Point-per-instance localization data
BEGIN

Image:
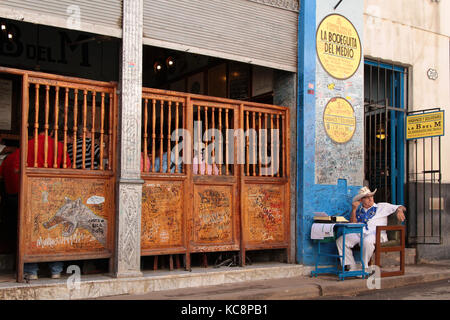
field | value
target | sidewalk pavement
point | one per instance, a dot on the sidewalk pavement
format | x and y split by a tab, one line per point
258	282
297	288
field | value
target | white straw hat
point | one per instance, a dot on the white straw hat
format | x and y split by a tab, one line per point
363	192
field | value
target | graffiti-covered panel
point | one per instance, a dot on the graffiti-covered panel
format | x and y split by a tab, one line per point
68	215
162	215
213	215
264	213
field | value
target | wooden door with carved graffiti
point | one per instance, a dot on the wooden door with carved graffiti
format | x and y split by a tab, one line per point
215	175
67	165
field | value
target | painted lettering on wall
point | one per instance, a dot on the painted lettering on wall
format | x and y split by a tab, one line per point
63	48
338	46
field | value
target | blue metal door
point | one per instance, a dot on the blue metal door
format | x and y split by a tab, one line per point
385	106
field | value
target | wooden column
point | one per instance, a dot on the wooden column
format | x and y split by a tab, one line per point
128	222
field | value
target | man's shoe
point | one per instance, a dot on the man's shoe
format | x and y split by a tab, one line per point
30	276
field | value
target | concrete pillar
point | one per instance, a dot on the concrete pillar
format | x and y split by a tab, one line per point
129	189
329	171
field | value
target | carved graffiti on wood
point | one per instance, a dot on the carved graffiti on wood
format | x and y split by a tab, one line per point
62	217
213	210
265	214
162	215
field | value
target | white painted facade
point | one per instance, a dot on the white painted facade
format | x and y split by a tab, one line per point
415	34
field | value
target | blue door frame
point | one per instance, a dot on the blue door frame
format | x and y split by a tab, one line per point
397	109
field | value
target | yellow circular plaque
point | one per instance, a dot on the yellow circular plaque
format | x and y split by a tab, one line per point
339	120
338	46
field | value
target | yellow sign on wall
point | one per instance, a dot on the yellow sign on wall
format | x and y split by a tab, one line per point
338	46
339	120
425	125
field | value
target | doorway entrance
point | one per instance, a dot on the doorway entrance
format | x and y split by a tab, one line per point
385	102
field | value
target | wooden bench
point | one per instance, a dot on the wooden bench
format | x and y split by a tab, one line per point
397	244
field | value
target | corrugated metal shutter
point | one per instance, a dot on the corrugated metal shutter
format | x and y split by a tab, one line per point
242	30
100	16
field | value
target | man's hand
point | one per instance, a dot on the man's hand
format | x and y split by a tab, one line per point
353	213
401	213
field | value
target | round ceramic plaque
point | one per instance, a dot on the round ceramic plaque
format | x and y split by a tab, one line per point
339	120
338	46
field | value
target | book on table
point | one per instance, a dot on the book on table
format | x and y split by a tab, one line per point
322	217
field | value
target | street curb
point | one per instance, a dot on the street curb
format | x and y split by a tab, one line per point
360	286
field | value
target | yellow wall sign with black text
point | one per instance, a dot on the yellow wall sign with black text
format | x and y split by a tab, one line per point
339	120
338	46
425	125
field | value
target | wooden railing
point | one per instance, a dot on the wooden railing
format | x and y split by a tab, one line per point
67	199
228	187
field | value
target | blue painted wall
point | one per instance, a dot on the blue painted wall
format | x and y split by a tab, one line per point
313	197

END

__Exercise__
Write out again every line above exactly as given; the pictures do not belong in the copy.

__Response below__
Image:
field | value
target | sidewalk pavement
point | one per instance, a dot on the sidewalk pavement
format | x and y split by a tab, one line per point
258	282
297	288
field | value
target | white straw hat
point | one per instance, a dot on the white straw hat
format | x and y split by a tab, one line per point
363	192
field | value
target | graffiti-covered panel
point | one per instance, a dot on the graffiti-covered panel
format | x and y split by a tab, one line per point
68	215
162	215
213	215
264	213
field | value
target | wooden door with carved graffiti
point | one per instance, a dot on the wooden door with carved graffiti
format | x and y split by a tab, one line per point
215	175
67	165
field | value
target | painted lettering on wall
point | one per instance, a dot on the painted lettering on wall
format | x and y split by a tab, one line per point
63	48
338	46
field | value
target | blue metal door
point | one per instance, a dot on the blue metal door
format | x and y split by a tab, one line per point
385	106
field | value
target | wooden column
point | one per instance, a dot on the wooden column
format | x and y split by a tab, one line per point
128	222
field | value
target | man's shoe
point | one per instance, a dot on the man's shoe
format | x and y split by a tab, one line per point
30	276
field | value
target | concrete pillar
point | one per instance, a dot on the concrete pillar
format | x and y split by a tab, one line per point
129	189
329	171
field | value
target | carved graffiti on wood
point | one per instance, a dot on the carved graffiti on wood
format | x and y split by a tab, one line per point
62	217
213	210
265	214
162	215
field | value
target | white painted facade
point | one per instance, a dot on the white painted facade
format | x and y split by a tab, one line per point
415	34
field | value
target | blue door frame
point | one per instance, a dot on the blue door frame
format | x and y split by a tab, one line per point
397	109
field | value
target | yellow circular plaque
point | one per instance, a dot on the yellow circular plaque
format | x and y split by a tab, one line per point
339	120
338	46
field | value
target | yellow sign on wall
point | one per instance, a dot on the yellow sign on wall
format | x and y split by a tab, one line per point
338	46
339	120
425	125
field | value
target | doorway entrance
point | one per instance, a dot on the doorway entrance
format | x and y split by a tab, one line per point
385	102
field | value
target | wooden bench
point | one per instance, a dot on the wooden bench
format | x and y split by a tab, one line per point
397	244
field | value
target | corrugated metal shutter
point | one per instance, a dot on the corrugated metal shutter
format | x and y split by a tab, one line per point
242	30
100	16
field | value
target | man's hand
point | one per instance, a dot on the man's hand
format | x and y split by a tab, one line per point
353	213
401	213
field | value
target | round ceramic plaque
point | one per instance, a dot on the round ceramic plaque
format | x and y split by a tab, one line per point
339	120
338	46
field | value
target | book on table
point | one per instance, a dot on the book on table
format | x and y split by a tab, one line per point
322	217
field | value
target | street curb
point | one per instance, a dot on the street curb
format | x and y split by a tab, one line per point
360	286
field | value
target | yellow wall sign with black text
point | one per instance, a dot on the yellow wall sign with black text
format | x and y split by a tab, one line per point
339	120
338	46
425	125
field | value
target | wooden railing
point | one per instance, a dot on the wooden railing
format | x and y split by a tab, one line per point
67	199
228	187
field | value
target | blue painted wall
point | one per instance, a dot on the blue painted wall
format | x and y split by a tab, one line per point
313	197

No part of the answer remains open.